§ Exercise details: Rewrite only the stretch from the line containing "Could you point to the gray" through the line containing "point(510, 64)", both included. Leave the request text and its sample coordinates unchanged, and multiply each answer coordinate by 1.75, rounding to the nearest whole number with halves rounded up.

§ Object position labeling entries:
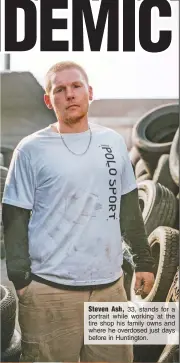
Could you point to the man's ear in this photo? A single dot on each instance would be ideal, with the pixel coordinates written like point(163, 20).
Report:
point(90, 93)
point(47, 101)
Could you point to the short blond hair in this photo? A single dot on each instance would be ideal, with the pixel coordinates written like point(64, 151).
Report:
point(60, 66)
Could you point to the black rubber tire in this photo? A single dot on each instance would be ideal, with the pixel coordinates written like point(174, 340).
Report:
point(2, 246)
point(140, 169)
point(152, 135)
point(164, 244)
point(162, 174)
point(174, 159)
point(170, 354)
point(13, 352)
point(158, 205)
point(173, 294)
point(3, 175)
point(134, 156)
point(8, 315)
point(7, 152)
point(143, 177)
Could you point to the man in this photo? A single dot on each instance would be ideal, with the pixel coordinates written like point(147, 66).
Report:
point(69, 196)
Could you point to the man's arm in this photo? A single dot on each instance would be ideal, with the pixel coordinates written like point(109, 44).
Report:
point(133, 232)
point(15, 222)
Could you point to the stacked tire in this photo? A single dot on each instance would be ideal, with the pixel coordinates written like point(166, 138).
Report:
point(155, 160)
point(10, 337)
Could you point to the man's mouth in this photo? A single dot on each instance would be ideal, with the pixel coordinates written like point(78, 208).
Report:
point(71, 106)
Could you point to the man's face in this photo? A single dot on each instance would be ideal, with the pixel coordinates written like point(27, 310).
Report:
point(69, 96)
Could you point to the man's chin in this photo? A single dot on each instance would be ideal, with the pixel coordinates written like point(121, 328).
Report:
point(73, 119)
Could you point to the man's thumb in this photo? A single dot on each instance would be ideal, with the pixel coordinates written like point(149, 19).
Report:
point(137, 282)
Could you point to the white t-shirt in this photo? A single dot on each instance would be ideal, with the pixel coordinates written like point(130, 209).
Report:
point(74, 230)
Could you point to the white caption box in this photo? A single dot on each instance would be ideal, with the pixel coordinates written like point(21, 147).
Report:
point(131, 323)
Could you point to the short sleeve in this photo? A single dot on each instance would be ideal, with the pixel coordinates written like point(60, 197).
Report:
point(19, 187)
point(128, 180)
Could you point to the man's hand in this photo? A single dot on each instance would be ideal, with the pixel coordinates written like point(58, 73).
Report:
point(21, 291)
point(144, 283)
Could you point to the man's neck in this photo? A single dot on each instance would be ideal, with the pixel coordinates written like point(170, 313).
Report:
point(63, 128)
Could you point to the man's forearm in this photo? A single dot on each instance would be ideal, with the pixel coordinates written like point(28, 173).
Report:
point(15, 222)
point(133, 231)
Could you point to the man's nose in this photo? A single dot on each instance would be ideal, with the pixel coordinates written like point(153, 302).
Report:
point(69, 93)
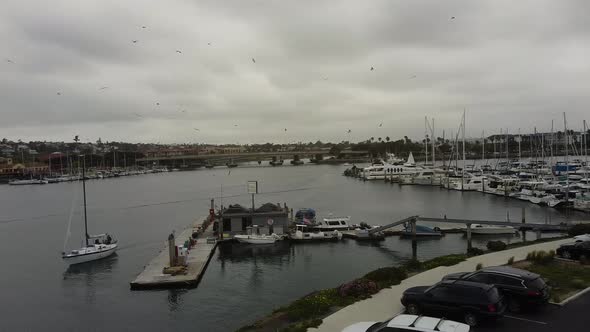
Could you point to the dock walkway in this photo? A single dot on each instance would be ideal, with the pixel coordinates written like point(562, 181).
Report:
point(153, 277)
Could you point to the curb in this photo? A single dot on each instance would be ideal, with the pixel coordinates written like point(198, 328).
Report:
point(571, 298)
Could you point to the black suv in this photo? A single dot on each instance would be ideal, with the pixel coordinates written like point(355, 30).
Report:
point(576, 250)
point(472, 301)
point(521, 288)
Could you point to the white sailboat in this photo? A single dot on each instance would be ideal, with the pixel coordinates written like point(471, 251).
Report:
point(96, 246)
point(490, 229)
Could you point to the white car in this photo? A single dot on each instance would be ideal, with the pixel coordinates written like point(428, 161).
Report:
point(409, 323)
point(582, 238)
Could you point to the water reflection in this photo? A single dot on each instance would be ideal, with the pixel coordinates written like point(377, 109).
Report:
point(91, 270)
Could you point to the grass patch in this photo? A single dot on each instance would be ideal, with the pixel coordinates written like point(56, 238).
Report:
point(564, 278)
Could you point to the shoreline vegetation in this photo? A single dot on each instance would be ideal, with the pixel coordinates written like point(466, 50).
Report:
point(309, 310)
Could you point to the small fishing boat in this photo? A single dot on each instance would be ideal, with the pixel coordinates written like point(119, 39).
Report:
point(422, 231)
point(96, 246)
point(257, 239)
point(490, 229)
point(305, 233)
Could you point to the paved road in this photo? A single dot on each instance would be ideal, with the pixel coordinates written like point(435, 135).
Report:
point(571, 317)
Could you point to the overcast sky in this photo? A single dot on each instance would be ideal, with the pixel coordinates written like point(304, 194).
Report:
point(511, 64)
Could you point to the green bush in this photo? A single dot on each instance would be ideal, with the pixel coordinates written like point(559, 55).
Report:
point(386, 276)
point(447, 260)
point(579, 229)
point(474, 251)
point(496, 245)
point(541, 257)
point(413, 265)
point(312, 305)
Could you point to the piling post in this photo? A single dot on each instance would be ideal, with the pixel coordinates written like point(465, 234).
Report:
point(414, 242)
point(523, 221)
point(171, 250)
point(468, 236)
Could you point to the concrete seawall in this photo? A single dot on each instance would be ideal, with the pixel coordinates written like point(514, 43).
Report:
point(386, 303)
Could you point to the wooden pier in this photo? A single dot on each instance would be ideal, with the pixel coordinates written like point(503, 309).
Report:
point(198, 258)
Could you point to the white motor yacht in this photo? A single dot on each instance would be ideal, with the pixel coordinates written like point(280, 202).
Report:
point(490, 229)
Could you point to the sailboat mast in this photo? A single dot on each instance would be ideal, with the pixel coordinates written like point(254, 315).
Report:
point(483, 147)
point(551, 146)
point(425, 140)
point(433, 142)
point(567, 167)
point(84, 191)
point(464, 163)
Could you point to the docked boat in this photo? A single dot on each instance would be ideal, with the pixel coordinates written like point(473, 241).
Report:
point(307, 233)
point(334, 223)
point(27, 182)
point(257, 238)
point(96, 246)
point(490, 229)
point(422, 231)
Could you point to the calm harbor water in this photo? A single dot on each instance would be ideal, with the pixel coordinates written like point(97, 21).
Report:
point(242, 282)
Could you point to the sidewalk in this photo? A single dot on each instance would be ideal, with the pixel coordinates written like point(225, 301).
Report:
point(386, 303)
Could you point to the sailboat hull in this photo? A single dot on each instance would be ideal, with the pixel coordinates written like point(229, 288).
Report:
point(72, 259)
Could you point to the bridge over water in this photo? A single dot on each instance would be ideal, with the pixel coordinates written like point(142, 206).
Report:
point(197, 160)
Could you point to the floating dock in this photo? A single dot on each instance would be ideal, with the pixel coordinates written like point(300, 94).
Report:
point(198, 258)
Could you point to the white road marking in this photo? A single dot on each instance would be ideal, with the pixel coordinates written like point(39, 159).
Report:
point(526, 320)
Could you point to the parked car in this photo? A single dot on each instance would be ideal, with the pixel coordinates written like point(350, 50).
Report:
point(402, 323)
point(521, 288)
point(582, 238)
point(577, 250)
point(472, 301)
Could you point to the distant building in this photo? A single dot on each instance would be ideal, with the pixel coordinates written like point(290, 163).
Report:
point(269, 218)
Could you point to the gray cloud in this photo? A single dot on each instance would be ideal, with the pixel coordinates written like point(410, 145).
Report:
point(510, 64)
==
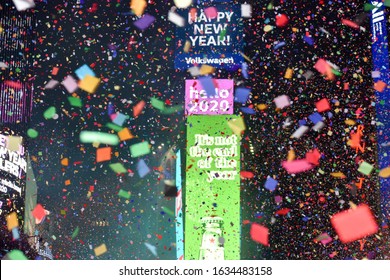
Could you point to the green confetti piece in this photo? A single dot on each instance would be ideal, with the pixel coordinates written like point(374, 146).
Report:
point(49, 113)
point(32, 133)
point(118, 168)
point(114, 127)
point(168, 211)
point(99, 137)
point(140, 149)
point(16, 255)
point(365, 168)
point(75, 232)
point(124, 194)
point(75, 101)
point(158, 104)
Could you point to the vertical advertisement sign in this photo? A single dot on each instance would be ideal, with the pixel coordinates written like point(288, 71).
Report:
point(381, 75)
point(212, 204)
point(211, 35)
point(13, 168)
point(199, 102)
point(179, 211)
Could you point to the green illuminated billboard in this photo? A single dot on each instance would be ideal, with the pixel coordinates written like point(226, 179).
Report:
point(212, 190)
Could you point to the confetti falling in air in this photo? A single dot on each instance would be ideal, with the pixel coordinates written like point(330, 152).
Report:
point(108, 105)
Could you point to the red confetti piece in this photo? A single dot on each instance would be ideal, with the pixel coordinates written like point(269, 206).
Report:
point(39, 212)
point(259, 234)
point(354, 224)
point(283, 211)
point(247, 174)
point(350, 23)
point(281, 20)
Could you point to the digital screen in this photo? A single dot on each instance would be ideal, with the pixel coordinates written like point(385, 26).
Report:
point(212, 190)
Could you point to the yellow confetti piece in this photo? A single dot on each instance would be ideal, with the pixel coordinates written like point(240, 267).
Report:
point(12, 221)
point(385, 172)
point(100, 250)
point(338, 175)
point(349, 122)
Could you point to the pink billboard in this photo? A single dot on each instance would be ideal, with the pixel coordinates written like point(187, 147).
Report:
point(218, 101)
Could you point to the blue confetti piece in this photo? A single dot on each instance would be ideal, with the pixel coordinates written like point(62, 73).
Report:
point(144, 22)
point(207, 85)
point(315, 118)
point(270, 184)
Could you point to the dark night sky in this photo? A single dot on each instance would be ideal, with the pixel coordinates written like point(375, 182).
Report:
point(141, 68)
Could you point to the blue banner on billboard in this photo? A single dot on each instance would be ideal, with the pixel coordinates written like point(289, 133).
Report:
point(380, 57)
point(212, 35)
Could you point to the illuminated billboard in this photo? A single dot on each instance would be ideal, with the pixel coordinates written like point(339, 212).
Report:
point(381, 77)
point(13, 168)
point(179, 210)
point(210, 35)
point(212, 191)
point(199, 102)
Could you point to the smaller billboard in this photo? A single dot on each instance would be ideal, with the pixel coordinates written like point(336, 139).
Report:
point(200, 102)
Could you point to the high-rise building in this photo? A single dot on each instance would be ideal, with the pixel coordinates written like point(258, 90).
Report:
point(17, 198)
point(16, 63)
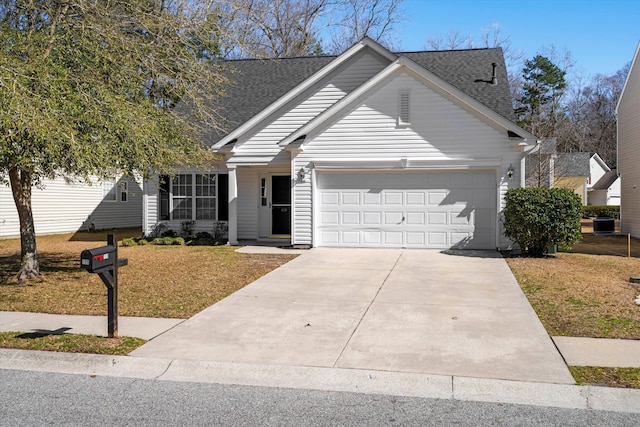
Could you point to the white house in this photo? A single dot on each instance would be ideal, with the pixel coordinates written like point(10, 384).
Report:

§ Exercise result:
Could you point to the gray cloud in this photo? A single dot on each instance would be ideal, with the pixel coordinates written like point(410, 145).
Report:
point(893, 112)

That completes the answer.